*ACTION ITEM:*
Filter the records for lines holding the string "sweater".

*SOURCE DATA:*
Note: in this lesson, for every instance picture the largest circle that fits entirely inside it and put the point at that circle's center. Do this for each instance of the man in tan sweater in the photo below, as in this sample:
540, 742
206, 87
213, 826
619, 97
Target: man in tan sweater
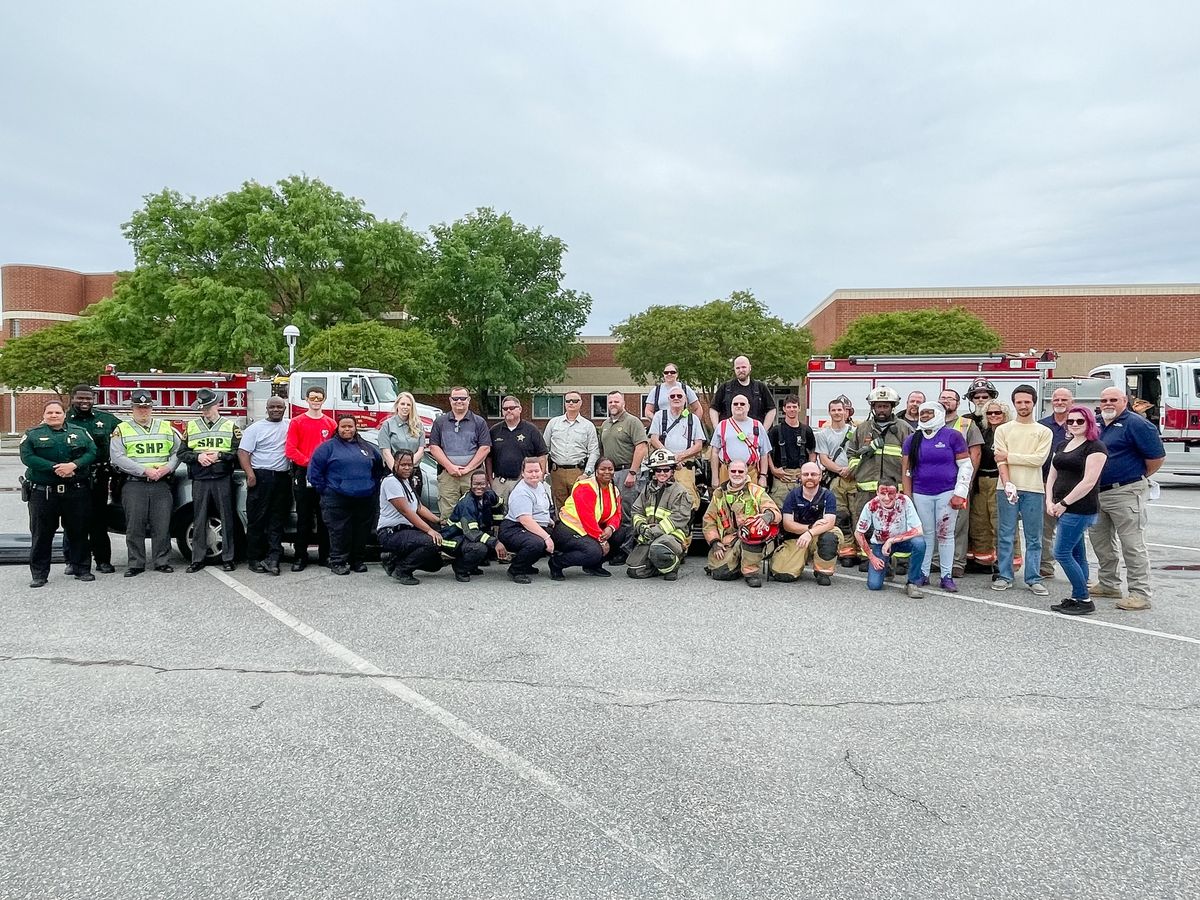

*COMPLETED TASK:*
Note: in this lesson, for every instance picture the largest circle that fits entirely inside it and put the point at that circle's center. Do this for each instance of the man in tan sweater in the photo below, as in this sample:
Target: man in tan sweater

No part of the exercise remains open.